> MATERIAL FOR THE TASK

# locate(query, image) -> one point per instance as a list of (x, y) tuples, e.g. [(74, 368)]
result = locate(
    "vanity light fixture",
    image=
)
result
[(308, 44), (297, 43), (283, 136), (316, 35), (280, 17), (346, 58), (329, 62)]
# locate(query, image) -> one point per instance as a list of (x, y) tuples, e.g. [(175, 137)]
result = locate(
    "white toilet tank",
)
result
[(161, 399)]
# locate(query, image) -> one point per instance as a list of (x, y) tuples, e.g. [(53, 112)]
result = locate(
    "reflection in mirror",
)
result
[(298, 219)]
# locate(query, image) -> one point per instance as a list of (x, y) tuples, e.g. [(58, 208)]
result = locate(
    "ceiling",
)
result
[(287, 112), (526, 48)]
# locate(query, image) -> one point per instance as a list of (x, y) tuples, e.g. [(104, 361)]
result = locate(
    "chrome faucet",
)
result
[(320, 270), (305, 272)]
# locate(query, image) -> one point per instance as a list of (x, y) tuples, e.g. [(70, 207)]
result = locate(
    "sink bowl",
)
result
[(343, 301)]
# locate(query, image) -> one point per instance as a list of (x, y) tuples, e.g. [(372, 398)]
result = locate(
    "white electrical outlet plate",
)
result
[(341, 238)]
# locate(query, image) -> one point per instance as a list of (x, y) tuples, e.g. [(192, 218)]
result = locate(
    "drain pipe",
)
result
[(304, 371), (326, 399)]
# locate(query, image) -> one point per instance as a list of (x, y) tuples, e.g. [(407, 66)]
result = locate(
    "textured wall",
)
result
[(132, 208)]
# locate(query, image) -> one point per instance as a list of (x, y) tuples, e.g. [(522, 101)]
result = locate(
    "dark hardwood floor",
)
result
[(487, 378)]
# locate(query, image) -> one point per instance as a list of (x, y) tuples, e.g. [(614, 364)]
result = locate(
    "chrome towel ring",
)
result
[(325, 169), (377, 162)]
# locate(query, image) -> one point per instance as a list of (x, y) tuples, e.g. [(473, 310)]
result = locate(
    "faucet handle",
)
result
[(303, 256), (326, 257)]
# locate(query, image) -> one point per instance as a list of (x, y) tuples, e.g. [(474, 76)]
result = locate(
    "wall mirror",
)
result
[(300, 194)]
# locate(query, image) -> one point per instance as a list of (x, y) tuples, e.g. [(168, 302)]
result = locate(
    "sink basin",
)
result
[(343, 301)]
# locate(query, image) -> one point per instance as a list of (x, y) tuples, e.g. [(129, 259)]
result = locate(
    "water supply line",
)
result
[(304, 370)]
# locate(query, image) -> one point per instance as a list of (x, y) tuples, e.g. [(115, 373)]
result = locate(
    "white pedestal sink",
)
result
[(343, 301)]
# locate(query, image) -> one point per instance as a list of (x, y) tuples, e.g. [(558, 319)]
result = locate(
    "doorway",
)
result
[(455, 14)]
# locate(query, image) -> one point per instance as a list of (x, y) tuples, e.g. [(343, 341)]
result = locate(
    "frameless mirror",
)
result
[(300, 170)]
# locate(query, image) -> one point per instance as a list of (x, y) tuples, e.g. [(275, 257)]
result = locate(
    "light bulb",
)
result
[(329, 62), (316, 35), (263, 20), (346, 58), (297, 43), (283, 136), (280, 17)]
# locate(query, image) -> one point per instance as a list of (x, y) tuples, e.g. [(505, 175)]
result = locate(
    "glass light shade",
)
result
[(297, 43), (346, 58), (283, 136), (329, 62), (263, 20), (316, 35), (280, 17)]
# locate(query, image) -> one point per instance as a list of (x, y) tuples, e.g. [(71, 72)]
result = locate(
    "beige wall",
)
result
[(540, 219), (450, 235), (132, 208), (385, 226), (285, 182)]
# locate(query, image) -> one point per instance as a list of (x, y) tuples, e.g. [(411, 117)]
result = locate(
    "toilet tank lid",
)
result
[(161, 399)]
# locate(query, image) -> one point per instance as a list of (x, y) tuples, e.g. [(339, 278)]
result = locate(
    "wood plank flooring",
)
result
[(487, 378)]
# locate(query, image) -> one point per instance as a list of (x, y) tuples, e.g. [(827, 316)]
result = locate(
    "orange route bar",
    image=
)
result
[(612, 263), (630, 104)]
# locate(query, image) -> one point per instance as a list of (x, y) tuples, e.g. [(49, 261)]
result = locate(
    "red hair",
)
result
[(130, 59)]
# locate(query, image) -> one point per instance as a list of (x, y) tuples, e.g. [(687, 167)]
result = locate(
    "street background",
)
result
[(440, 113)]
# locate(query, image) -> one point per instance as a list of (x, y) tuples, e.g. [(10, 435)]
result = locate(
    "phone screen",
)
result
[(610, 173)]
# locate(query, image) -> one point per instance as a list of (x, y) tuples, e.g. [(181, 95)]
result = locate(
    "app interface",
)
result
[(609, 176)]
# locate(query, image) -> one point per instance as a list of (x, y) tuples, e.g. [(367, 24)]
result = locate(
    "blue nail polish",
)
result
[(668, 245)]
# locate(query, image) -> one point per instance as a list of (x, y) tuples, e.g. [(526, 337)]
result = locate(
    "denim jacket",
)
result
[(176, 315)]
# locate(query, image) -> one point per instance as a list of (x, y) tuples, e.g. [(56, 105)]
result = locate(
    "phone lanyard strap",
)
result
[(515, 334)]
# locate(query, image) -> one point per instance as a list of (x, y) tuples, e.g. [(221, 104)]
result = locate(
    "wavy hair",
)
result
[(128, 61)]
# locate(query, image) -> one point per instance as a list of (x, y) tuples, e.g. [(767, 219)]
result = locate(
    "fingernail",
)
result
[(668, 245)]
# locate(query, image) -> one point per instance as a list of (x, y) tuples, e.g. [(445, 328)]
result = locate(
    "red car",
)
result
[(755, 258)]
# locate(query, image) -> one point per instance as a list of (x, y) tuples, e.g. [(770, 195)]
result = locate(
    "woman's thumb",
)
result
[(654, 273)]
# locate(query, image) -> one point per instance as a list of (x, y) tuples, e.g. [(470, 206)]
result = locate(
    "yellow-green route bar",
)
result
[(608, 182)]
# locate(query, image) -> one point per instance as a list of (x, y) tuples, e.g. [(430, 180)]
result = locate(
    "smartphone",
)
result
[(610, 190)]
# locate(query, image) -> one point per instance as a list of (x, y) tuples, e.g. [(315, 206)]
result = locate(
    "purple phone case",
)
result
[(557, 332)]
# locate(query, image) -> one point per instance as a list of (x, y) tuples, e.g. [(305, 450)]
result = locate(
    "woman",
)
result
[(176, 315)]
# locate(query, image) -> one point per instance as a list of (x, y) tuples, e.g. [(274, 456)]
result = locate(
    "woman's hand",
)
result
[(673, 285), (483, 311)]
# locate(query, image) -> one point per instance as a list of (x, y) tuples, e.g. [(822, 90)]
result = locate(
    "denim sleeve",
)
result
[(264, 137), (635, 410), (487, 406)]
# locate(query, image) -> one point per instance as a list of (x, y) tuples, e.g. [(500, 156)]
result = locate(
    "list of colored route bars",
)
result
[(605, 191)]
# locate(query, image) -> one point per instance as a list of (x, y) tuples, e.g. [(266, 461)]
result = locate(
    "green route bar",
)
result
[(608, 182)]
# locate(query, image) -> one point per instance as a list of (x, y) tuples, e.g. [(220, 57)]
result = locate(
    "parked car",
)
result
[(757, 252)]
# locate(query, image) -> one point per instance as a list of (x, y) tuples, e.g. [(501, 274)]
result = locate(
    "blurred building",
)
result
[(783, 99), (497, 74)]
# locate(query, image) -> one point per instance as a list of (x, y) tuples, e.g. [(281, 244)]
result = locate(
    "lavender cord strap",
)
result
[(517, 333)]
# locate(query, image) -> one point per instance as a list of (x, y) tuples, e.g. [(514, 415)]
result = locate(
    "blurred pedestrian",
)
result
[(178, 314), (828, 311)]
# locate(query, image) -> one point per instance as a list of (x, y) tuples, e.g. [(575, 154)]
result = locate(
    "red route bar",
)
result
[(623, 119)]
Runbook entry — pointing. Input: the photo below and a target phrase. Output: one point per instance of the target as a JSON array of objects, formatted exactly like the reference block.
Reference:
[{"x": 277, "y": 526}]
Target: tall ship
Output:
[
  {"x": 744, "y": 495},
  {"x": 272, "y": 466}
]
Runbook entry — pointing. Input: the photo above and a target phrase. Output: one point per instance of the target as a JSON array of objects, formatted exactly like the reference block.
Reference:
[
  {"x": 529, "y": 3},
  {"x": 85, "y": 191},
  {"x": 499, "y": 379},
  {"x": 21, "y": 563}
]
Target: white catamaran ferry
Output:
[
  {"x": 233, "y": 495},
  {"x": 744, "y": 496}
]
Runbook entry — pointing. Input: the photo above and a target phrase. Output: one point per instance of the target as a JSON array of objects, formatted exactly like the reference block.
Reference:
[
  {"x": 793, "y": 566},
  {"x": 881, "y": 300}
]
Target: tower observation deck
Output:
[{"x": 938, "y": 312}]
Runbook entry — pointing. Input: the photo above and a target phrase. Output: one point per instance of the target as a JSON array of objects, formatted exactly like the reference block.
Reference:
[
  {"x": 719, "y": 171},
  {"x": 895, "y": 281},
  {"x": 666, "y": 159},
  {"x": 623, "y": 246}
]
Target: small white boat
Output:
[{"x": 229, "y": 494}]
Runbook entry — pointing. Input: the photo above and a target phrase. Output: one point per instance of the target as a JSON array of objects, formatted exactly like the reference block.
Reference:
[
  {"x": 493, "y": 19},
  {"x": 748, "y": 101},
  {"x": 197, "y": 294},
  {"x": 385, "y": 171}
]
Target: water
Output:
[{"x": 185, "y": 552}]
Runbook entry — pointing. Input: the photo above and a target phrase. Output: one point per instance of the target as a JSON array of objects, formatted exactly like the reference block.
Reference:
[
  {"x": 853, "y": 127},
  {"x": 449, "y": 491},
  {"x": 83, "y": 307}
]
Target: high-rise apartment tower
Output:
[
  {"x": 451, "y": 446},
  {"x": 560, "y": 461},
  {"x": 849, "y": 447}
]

> WORK TASK
Would you please copy every line from the listing above that contains the word "green"?

> SOLUTION TO THIS TASK
    "yellow-green route bar",
    "green route bar",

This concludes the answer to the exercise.